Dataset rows
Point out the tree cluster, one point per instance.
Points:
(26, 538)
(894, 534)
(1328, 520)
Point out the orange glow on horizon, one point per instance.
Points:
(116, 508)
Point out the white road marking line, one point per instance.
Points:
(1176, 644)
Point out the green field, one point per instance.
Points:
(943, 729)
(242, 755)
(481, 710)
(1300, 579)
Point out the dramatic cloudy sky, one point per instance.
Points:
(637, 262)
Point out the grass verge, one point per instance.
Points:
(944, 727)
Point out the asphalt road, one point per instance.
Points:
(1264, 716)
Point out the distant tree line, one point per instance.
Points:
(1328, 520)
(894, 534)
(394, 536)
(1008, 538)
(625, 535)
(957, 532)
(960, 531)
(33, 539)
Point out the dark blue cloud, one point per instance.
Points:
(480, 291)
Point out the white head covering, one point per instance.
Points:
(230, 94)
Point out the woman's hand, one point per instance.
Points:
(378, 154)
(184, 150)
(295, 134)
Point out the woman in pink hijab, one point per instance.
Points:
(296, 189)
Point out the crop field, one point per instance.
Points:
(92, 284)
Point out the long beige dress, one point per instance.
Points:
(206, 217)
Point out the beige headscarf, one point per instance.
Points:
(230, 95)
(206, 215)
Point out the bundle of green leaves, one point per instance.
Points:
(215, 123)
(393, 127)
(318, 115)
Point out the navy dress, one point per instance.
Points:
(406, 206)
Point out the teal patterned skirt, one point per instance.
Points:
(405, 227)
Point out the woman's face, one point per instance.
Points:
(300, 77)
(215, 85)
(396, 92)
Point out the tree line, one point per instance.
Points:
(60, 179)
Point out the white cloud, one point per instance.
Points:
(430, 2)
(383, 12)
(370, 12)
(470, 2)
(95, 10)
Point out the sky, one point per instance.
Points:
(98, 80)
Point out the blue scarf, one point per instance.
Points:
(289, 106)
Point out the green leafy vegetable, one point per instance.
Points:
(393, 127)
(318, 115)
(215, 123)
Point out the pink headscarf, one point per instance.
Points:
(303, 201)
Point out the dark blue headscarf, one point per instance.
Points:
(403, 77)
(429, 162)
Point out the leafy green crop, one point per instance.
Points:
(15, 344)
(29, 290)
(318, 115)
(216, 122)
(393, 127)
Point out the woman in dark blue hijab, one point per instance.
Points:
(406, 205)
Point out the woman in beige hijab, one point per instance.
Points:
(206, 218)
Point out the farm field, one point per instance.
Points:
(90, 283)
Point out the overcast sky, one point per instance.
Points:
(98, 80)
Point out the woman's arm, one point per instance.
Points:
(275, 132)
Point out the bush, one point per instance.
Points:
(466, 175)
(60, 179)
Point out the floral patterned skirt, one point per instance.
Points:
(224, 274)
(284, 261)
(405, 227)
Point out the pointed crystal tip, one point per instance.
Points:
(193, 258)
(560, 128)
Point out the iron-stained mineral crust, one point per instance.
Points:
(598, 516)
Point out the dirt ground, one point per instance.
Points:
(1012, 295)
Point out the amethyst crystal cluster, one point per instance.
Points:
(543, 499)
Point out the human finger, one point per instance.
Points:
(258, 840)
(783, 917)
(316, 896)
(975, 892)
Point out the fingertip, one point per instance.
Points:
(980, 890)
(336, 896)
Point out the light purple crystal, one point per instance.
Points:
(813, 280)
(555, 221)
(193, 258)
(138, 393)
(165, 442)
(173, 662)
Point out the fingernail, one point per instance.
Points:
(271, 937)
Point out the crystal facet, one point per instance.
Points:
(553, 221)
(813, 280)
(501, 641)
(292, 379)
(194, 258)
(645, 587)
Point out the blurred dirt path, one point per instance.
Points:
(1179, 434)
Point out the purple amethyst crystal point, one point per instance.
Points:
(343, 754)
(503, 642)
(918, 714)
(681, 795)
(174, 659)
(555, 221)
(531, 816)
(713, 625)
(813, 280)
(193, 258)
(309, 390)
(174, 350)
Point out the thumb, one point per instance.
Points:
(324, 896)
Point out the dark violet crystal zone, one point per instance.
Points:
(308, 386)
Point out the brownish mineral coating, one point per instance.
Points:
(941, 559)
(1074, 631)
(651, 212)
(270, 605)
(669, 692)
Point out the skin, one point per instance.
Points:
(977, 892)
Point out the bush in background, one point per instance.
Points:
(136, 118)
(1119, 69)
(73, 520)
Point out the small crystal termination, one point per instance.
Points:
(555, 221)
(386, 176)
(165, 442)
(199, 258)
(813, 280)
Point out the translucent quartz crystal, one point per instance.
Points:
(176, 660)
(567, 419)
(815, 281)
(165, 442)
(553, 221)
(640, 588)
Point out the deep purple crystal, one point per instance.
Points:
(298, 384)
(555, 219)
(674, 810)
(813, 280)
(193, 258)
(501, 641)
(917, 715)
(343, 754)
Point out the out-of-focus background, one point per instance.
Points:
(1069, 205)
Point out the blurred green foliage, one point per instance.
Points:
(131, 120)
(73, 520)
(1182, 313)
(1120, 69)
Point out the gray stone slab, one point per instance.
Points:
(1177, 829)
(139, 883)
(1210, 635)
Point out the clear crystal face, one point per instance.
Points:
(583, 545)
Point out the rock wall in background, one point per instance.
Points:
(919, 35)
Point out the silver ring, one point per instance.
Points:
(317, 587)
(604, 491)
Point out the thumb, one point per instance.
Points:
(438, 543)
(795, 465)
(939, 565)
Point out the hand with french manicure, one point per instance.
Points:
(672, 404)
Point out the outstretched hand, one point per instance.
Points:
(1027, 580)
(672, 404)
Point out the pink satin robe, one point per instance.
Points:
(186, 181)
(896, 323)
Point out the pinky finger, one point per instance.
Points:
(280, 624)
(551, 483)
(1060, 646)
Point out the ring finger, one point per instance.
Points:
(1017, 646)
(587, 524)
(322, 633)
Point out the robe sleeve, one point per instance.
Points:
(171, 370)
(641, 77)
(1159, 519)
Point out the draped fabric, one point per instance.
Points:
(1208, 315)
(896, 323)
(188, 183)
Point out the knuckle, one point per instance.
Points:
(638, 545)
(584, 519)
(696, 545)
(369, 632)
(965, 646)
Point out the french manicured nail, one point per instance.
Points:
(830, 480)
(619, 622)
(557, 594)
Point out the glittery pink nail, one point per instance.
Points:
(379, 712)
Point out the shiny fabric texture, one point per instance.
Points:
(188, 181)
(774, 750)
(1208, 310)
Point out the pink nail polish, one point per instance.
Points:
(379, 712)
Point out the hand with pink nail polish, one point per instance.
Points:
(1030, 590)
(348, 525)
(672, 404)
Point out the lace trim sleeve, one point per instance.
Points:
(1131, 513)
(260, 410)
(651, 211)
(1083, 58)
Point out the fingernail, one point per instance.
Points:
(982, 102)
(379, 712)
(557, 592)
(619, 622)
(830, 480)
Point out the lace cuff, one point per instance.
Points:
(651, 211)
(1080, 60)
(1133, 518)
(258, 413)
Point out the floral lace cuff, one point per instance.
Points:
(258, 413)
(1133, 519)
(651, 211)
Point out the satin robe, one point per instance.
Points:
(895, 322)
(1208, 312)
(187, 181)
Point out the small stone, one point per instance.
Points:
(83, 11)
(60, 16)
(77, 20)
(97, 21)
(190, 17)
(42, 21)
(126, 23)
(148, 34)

SET EXERCISE: Copy out every one of the records above, word for word, without changing anything.

THE RESPONSE:
Point out the tree cluster, one point per instance.
Points:
(26, 538)
(894, 534)
(1328, 520)
Point out the orange glow on horizon, one point per instance.
Points:
(116, 508)
Point out the white road marking line, one point per instance.
Points:
(1176, 644)
Point out the green field, one point per instance.
Points:
(943, 729)
(242, 755)
(481, 710)
(1300, 579)
Point out the dramatic cloudy sky, one point per instance.
Points:
(637, 262)
Point out the grass verge, one point per instance.
Points:
(944, 727)
Point out the asphalt road, one point per instance.
Points:
(1264, 716)
Point out the distant tree line, one point per instance.
Points:
(1328, 520)
(894, 534)
(394, 536)
(1008, 538)
(625, 535)
(957, 532)
(960, 531)
(33, 539)
Point out the dark blue cloud, one point per instance.
Points:
(480, 291)
Point out the white head covering, one point per instance.
Points:
(230, 94)
Point out the woman's hand, one point per instance.
Points:
(378, 154)
(184, 150)
(295, 134)
Point out the woman in pink hijab, one point per instance.
Points:
(296, 189)
Point out the crop field, one point per instance.
Points:
(92, 284)
Point out the long beige dress, one point per instance.
Points:
(206, 217)
Point out the beige headscarf, one point per instance.
Points:
(230, 95)
(206, 215)
Point out the bundle of green leaves, one point per instance.
Points:
(215, 123)
(393, 127)
(318, 115)
Point out the navy dress, one point per instance.
Points:
(406, 206)
Point out the teal patterned skirt, one point per instance.
Points:
(405, 227)
Point out the woman's face, one point per instance.
Points:
(300, 77)
(215, 85)
(396, 92)
Point out the tree line, one point per instance.
Points:
(60, 179)
Point out the white cloud, one point per instance.
Points:
(430, 2)
(383, 12)
(370, 12)
(470, 2)
(95, 10)
Point out the sky, one point per instance.
Points:
(98, 80)
Point out the blue scarf, one point per instance.
Points:
(289, 106)
Point out the green leafy vegetable, one point per instance.
Points:
(393, 127)
(318, 115)
(215, 123)
Point out the pink headscarf, one point per instance.
Points:
(303, 201)
Point out the dark blue headscarf, one point per instance.
Points:
(403, 77)
(429, 162)
Point out the leafy green crop, one point per instance.
Points:
(15, 344)
(29, 290)
(318, 115)
(216, 122)
(393, 127)
Point out the woman in dark blue hijab, one point per instance.
Points:
(406, 205)
Point out the woman in beige hijab, one point per instance.
Points:
(206, 218)
Point out the farm field, one point per instance.
Points:
(90, 283)
Point out the overcast sky, one point per instance.
Points:
(98, 80)
Point out the woman's arm, one point per instance.
Points:
(275, 132)
Point out the bush, one point per instance.
Points:
(466, 175)
(60, 179)
Point out the floral patterned skirt, one point per instance.
Points:
(224, 274)
(284, 261)
(405, 227)
Point out the pointed crystal tip, one point per instance.
Points:
(193, 258)
(560, 128)
Point out the iron-stained mineral crust, one point per instance.
Points:
(598, 516)
Point out the dirt ground, one point per instance.
Points:
(1012, 295)
Point out the amethyst crystal cluster, one point per instance.
Points:
(543, 499)
Point out the human finger, one point per instance.
Points:
(258, 840)
(783, 917)
(316, 896)
(975, 892)
Point out the fingertip, one point per instance.
Points:
(980, 890)
(336, 896)
Point out the light purple crystal, one point per instance.
Points:
(813, 280)
(555, 221)
(193, 258)
(138, 393)
(165, 442)
(173, 662)
Point out the fingernail, one point per instance.
Points:
(271, 937)
Point out the crystal facet, one point per instance.
Points:
(553, 221)
(813, 280)
(501, 641)
(292, 379)
(194, 258)
(645, 587)
Point out the blurred dirt path, one point per instance.
Points:
(1179, 434)
Point out the purple amethyst crystal point, one point per instance.
Points:
(343, 754)
(503, 642)
(918, 714)
(681, 795)
(174, 659)
(555, 221)
(531, 816)
(713, 625)
(813, 280)
(193, 258)
(309, 390)
(174, 350)
Point out the thumb, one point per instance.
Points:
(324, 896)
Point out the dark violet crystal zone, one point per instance.
Points:
(308, 386)
Point out the brownish mineral coating, one point per instance.
Points:
(941, 559)
(1074, 631)
(651, 212)
(270, 605)
(669, 692)
Point out the skin, one point per instance.
Points:
(977, 892)
Point out the bush in background, one point per instance.
Points:
(136, 118)
(1119, 69)
(73, 520)
Point out the small crystal termination, one point per instance.
Points:
(555, 221)
(386, 176)
(165, 442)
(199, 258)
(813, 280)
Point out the translucent quartz crystal, one point per instance.
Points:
(176, 660)
(567, 419)
(815, 281)
(165, 442)
(553, 221)
(640, 588)
Point out the deep purple crystal, one point per instance.
Points:
(298, 384)
(555, 219)
(674, 810)
(813, 280)
(193, 258)
(501, 641)
(917, 715)
(343, 754)
Point out the out-of-focus background, one point per instance.
Points:
(1069, 205)
Point out the blurred green foliage, one point per instance.
Points:
(131, 120)
(73, 520)
(1182, 313)
(1120, 69)
Point out the gray stone slab, one point per instance.
Points:
(1177, 829)
(139, 883)
(1210, 635)
Point out the clear crystal face, one point per instance.
Points:
(583, 545)
Point out the rock wall in background, one point per instance.
Points:
(919, 35)
Point out the silver ring, one point per instance.
Points:
(317, 587)
(604, 491)
Point out the thumb, one point per instance.
Points:
(438, 543)
(795, 465)
(939, 565)
Point out the hand with french manicure, one point per instance.
Points:
(672, 404)
Point out the outstretched hand, one point per instance.
Points:
(1027, 580)
(672, 404)
Point out the pink satin robe, one point per instance.
Points:
(186, 181)
(896, 323)
Point out the pinky finger, one point per instance.
Points:
(280, 624)
(551, 483)
(1060, 646)
Point out the ring finger, one point per instance.
Points:
(1017, 646)
(587, 524)
(322, 633)
Point out the robe sleeve, one point per instance.
Points:
(171, 370)
(641, 77)
(1159, 519)
Point out the draped fabric, one point per instance.
Points:
(1208, 315)
(896, 323)
(188, 183)
Point out the knuckle, one point per instance.
Points:
(638, 545)
(584, 519)
(696, 545)
(369, 632)
(965, 646)
Point out the french manicured nail, one point per instance.
Points:
(830, 480)
(619, 622)
(557, 594)
Point out the glittery pink nail, one point per instance.
Points:
(379, 712)
Point out the shiny fabric texture, one point per instance.
Points:
(188, 181)
(774, 750)
(1208, 310)
Point out the pink nail polish, one point per instance.
Points:
(379, 712)
Point out the hand with pink nail polish, one point per instance.
Points:
(1030, 590)
(348, 525)
(672, 404)
Point out the lace trim sleeve, one point per instance.
Points:
(1131, 513)
(260, 410)
(651, 211)
(1083, 58)
Point out the fingernail, one point per instance.
Points:
(982, 102)
(379, 712)
(557, 592)
(619, 622)
(830, 480)
Point out the lace cuff, one point per instance.
Points:
(651, 211)
(1080, 60)
(1133, 518)
(258, 413)
Point out the floral lace cuff, one point per instance.
Points:
(258, 413)
(1133, 519)
(651, 211)
Point out the satin robe, one point per instance.
Points:
(895, 322)
(1208, 312)
(187, 181)
Point out the small stone, one point per instance.
Points:
(83, 11)
(60, 16)
(77, 20)
(97, 21)
(190, 17)
(42, 21)
(126, 23)
(148, 34)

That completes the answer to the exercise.